▶ _Problem to work on_:
Please update all the rows below by replacing "Segment every instance of" with "Outline each instance of", leaving everything else unchanged.

— Start —

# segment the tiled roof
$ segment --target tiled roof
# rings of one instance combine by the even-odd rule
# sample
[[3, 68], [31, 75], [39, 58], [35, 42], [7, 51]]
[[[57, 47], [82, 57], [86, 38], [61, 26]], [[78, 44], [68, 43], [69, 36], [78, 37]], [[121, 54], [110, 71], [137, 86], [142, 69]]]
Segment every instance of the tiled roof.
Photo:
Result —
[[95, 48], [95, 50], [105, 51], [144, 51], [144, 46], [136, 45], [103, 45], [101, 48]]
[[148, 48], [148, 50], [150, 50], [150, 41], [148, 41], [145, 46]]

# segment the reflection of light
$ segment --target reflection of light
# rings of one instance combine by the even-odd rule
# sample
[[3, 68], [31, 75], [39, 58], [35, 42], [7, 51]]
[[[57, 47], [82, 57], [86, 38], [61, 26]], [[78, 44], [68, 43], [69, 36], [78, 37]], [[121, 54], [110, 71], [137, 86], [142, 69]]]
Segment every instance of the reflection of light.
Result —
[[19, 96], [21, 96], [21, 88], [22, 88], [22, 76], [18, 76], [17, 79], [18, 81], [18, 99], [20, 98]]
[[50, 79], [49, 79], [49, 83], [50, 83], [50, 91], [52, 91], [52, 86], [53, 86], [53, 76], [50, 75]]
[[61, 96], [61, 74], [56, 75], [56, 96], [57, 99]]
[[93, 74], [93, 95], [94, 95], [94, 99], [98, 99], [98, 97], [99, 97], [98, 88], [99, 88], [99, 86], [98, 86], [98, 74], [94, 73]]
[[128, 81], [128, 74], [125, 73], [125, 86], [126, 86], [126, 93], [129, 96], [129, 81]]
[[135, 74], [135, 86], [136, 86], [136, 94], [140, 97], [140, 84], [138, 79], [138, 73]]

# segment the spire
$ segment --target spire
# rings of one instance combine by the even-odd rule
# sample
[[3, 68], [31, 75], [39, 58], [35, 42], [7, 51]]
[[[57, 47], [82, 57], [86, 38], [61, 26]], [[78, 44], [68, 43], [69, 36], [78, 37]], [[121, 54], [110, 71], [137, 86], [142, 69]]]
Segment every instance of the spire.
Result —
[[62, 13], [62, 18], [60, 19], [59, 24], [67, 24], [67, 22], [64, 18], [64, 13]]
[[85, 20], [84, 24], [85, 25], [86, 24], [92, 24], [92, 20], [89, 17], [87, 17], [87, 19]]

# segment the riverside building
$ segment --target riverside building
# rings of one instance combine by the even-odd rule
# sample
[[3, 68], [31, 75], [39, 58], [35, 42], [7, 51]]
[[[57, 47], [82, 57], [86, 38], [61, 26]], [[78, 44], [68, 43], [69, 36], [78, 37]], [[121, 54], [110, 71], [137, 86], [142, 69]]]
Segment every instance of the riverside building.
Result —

— End —

▶ _Answer to the problem_:
# segment the tiled roof
$ segment --target tiled roof
# rings of one instance combine by the even-odd rule
# sample
[[3, 68], [31, 75], [39, 58], [35, 42], [7, 51]]
[[[57, 47], [82, 57], [86, 38], [61, 26]], [[78, 44], [68, 43], [69, 36], [78, 37]], [[121, 54], [110, 71], [137, 86], [142, 69]]]
Outline each instance of the tiled roof.
Photo:
Result —
[[95, 48], [95, 50], [105, 51], [144, 51], [144, 46], [136, 45], [103, 45], [101, 48]]
[[148, 48], [148, 50], [150, 50], [150, 41], [148, 41], [145, 46]]

# segment the reflection of light
$ segment --target reflection of light
# rings of one instance combine by the even-odd rule
# sample
[[3, 68], [31, 75], [39, 58], [35, 42], [7, 51]]
[[[57, 47], [82, 57], [86, 38], [61, 26]], [[78, 44], [68, 43], [69, 36], [78, 37]], [[121, 54], [110, 71], [137, 86], [142, 69]]]
Outline each instance of the reflection of light.
Result —
[[19, 96], [21, 96], [21, 88], [22, 88], [22, 76], [18, 76], [17, 79], [18, 81], [18, 99], [20, 98]]
[[50, 79], [49, 79], [49, 83], [50, 83], [50, 91], [52, 91], [52, 86], [53, 86], [53, 76], [50, 75]]
[[61, 96], [61, 74], [56, 75], [56, 96], [57, 99]]
[[93, 74], [93, 95], [94, 95], [94, 99], [98, 99], [98, 97], [99, 97], [98, 88], [99, 88], [99, 86], [98, 86], [98, 74], [94, 73]]
[[128, 81], [128, 74], [125, 73], [125, 86], [126, 86], [126, 93], [129, 96], [129, 81]]
[[135, 74], [135, 86], [136, 86], [136, 94], [140, 97], [140, 84], [138, 79], [138, 73]]

# segment the spire
$ segment --target spire
# rings of one instance combine by the even-odd rule
# sample
[[3, 68], [31, 75], [39, 58], [35, 42], [7, 51]]
[[[57, 47], [82, 57], [86, 38], [61, 26]], [[78, 44], [68, 43], [69, 36], [78, 37]], [[121, 54], [110, 71], [137, 86], [142, 69]]]
Outline each instance of the spire.
Result —
[[62, 13], [62, 18], [60, 19], [59, 24], [67, 24], [67, 22], [64, 18], [64, 13]]
[[85, 20], [84, 24], [85, 25], [86, 24], [92, 24], [92, 20], [89, 17], [87, 17], [87, 19]]

# segment the riverside building
$ segment --target riverside building
# rings of one instance combine by the even-odd rule
# sample
[[3, 68], [31, 75], [39, 58], [35, 42], [7, 51]]
[[[57, 47], [82, 57], [86, 38], [61, 26]], [[78, 44], [68, 43], [69, 36], [78, 37]], [[121, 54], [110, 71], [137, 86], [142, 69]]]
Outline each instance of the riverside building.
Result —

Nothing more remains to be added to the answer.